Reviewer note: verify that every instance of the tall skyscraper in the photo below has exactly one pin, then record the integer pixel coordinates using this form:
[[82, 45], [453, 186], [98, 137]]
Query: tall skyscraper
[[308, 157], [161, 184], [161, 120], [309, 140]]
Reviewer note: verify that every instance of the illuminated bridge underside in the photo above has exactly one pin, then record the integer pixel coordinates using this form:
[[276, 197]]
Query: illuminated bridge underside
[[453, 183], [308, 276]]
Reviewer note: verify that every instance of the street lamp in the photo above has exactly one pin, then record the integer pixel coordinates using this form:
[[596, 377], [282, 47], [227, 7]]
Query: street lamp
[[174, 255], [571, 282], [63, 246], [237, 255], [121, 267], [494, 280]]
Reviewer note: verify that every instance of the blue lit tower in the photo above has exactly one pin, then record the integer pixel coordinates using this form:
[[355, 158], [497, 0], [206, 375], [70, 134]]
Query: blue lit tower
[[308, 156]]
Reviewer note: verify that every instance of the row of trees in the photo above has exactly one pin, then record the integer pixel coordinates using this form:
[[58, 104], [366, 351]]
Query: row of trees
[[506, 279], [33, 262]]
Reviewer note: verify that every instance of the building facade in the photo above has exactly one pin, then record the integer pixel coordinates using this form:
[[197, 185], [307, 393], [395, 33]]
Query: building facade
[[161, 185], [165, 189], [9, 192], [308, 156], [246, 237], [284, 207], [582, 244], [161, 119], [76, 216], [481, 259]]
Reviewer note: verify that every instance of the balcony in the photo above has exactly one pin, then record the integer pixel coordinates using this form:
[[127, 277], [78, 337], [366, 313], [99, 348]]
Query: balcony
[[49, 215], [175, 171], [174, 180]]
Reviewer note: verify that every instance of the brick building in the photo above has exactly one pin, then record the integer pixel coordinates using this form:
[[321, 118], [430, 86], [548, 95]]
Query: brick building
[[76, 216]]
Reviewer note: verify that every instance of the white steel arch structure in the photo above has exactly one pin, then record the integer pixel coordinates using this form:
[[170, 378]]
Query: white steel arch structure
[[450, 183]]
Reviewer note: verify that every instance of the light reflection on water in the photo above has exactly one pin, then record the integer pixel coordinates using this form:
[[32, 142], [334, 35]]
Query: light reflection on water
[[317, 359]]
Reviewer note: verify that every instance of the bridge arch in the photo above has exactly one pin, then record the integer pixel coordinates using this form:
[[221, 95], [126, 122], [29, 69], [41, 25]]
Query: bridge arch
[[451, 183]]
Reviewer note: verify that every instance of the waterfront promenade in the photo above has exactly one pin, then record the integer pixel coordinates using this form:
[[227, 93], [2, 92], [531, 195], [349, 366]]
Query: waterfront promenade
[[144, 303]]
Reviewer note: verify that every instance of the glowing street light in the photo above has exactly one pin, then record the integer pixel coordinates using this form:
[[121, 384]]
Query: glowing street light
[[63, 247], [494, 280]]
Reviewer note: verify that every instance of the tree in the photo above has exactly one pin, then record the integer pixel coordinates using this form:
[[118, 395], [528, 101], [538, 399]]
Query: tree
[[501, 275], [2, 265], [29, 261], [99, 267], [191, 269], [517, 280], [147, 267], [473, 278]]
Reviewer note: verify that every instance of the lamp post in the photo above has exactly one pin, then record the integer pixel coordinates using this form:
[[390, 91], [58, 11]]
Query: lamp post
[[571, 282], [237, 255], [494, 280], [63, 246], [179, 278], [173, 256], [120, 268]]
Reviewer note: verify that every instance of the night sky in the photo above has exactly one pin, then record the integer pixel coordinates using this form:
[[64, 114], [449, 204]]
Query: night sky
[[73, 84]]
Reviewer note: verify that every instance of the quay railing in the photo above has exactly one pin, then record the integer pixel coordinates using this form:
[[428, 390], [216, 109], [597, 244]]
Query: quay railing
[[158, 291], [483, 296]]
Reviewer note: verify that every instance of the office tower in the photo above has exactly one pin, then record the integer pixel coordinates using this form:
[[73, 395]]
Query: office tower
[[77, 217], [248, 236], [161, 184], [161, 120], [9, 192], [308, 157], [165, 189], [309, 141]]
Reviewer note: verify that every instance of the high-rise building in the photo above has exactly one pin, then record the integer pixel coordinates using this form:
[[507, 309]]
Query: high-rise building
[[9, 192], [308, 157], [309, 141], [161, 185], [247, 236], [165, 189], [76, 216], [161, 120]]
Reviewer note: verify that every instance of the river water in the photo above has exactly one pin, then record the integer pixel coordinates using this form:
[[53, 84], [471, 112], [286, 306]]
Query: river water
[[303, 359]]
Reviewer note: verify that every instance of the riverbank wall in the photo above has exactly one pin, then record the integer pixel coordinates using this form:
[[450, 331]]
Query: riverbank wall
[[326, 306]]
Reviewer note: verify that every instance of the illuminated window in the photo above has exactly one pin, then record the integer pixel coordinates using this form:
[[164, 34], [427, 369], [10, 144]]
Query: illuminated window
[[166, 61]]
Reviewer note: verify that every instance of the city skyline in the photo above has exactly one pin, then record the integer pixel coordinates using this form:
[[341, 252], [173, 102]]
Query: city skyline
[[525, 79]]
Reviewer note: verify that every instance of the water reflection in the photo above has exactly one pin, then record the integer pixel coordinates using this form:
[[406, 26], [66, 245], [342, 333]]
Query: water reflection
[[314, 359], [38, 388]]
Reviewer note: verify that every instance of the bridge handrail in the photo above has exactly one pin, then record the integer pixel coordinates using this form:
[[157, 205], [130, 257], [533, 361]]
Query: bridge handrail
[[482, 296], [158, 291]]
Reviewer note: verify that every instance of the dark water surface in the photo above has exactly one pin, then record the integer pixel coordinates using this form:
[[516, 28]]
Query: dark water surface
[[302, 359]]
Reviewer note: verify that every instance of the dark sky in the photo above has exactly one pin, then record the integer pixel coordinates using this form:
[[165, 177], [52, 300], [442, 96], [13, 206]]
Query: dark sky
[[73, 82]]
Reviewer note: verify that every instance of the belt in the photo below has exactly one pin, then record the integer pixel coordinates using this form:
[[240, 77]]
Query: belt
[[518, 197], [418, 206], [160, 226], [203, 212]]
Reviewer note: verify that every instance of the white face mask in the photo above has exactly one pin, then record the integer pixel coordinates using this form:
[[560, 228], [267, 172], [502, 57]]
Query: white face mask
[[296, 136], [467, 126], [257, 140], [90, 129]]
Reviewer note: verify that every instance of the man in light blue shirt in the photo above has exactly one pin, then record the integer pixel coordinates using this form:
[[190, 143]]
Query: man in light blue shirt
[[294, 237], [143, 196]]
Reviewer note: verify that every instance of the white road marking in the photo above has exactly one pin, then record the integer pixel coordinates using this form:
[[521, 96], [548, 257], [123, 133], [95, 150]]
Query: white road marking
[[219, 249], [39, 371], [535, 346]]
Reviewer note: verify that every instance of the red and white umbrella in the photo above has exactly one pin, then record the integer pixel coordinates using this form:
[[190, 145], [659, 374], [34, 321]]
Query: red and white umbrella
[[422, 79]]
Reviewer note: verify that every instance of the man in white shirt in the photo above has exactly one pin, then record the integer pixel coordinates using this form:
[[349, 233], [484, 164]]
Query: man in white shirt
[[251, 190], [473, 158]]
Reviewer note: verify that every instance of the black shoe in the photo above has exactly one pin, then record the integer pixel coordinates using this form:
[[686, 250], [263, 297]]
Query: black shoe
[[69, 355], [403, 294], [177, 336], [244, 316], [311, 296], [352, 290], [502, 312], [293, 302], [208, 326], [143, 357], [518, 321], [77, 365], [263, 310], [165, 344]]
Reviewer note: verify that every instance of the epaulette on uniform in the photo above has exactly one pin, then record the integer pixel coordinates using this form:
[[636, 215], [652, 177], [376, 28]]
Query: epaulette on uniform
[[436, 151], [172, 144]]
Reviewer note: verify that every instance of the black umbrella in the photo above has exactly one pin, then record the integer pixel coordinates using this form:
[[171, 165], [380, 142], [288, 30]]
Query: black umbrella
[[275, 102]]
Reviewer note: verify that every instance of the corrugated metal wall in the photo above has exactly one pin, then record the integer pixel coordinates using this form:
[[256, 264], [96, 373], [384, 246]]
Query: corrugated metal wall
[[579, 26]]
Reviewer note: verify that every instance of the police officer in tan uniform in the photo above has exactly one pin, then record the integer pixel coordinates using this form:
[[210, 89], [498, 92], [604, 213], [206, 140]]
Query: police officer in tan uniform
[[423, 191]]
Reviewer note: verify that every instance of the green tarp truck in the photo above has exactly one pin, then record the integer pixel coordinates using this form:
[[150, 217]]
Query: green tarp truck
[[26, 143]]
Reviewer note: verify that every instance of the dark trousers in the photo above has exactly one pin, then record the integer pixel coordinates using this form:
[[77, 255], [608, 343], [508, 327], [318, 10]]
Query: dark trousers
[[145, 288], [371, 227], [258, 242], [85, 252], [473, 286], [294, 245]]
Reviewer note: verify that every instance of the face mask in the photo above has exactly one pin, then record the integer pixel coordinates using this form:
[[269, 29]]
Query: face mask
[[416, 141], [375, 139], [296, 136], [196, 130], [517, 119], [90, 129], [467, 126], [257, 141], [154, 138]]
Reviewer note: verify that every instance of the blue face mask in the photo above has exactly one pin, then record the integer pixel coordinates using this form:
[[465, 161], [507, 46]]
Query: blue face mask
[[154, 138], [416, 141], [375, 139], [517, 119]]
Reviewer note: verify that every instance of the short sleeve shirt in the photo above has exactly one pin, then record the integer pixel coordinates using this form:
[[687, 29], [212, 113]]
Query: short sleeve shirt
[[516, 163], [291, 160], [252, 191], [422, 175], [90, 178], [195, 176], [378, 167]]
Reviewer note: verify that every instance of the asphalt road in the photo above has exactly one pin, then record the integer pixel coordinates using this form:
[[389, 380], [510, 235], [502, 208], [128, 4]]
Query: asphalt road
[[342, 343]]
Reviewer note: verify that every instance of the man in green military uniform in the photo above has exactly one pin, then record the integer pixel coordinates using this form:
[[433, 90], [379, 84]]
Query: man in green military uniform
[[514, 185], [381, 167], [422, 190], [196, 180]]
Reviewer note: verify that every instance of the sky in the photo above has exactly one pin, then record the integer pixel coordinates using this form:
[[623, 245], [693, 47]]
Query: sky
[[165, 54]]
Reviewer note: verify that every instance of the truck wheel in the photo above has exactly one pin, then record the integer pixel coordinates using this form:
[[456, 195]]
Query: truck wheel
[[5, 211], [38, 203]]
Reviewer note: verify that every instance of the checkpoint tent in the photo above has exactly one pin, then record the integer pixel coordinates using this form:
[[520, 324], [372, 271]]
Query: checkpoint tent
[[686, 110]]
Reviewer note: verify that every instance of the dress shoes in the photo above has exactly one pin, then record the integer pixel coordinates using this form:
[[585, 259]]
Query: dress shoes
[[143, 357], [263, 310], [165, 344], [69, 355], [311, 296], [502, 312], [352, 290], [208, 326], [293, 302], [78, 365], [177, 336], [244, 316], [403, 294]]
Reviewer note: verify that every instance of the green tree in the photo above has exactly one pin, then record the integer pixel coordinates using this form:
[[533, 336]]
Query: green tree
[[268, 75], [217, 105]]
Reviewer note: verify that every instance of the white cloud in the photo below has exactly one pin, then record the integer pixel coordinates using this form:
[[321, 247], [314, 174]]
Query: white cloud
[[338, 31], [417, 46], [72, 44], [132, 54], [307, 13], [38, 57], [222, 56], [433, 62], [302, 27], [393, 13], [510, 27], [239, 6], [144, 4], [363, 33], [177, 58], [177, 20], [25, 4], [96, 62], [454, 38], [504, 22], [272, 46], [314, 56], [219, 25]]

···

Description of the task: Copy the records word for word, starting at their very first line and ending with the line that contains "[[308, 157], [161, 184], [161, 120], [309, 140]]", including both of those lines.

Answer to the problem:
Reviewer note: verify that every instance of the tall skyscraper in the photo below has exactly one pin, then record the integer pixel coordinates using this form:
[[82, 45], [453, 186], [98, 137]]
Query: tall skyscraper
[[308, 157], [161, 184], [161, 120], [309, 140]]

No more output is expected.